**Your objective**
For the data below, restate word for word only the lines from the line containing "target | dark ceiling" through the line containing "target | man standing with bowed head", both ends included.

BEGIN Listed records

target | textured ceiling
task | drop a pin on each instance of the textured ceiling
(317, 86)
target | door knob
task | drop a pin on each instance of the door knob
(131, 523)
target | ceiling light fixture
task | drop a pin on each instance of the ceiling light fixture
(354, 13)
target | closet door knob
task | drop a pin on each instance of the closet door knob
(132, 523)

END Listed records
BEGIN Listed records

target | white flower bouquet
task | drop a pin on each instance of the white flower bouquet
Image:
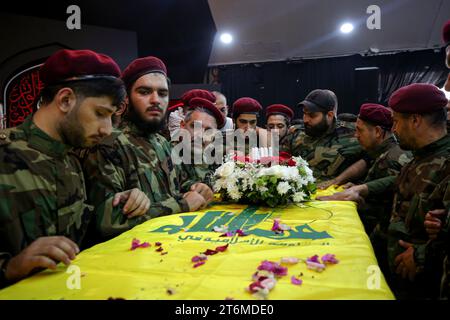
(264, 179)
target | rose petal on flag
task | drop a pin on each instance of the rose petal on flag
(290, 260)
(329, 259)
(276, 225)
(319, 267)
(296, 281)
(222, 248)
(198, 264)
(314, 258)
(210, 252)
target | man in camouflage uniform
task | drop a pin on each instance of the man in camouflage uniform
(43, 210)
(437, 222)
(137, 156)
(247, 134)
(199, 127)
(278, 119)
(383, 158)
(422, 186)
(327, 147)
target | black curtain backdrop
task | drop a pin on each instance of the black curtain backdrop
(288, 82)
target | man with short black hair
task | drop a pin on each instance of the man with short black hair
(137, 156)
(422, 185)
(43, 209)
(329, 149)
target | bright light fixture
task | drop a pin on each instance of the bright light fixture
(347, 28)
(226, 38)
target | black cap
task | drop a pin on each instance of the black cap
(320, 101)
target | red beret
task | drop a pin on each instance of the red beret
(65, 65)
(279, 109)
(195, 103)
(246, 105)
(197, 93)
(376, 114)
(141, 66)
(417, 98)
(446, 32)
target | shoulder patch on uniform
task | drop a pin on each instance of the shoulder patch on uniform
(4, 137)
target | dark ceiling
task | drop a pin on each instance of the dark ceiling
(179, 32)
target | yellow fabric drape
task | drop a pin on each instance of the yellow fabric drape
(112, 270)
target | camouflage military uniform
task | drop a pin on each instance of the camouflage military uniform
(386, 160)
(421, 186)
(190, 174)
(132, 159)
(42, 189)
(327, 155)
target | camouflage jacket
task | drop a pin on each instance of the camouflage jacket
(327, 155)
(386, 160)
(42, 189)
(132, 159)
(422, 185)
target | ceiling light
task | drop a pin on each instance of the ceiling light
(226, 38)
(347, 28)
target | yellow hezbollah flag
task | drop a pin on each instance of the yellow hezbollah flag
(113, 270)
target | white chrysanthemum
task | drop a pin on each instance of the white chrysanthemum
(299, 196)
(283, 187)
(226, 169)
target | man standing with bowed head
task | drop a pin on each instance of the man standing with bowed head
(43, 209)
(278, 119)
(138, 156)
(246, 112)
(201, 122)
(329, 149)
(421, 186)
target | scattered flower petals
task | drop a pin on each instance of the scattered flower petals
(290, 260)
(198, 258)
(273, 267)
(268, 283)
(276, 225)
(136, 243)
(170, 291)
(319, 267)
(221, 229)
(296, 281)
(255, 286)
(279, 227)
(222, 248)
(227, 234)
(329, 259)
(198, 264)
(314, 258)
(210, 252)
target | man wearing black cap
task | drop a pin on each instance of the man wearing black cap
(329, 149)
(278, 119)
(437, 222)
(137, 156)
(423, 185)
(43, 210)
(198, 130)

END Listed records

**Solved problem**
target | dark ceiling
task | drop a pin on each instance of the dark ceiling
(179, 32)
target | yellow fabric drape
task | drop a pin on each instance of the yellow fabric drape
(112, 270)
target | camouflage military uniform
task | drop a pin on each instance of the camouflage military uniform
(386, 160)
(421, 186)
(190, 174)
(132, 159)
(42, 189)
(327, 155)
target | camouflage jacket
task | drop a pin on each instance of the camouflage jacket
(327, 155)
(386, 160)
(42, 189)
(132, 159)
(422, 185)
target | ceiling light
task | drop a pin on each instance of the ceiling light
(226, 38)
(347, 28)
target | yellow hezbollah flag
task | drop a pin on each instance of the yellow hezbollah flag
(113, 270)
target | white chrysanthemum
task | drop a pin on each instance of the white chrysanthemum
(299, 196)
(283, 187)
(226, 169)
target | man standing with bowed head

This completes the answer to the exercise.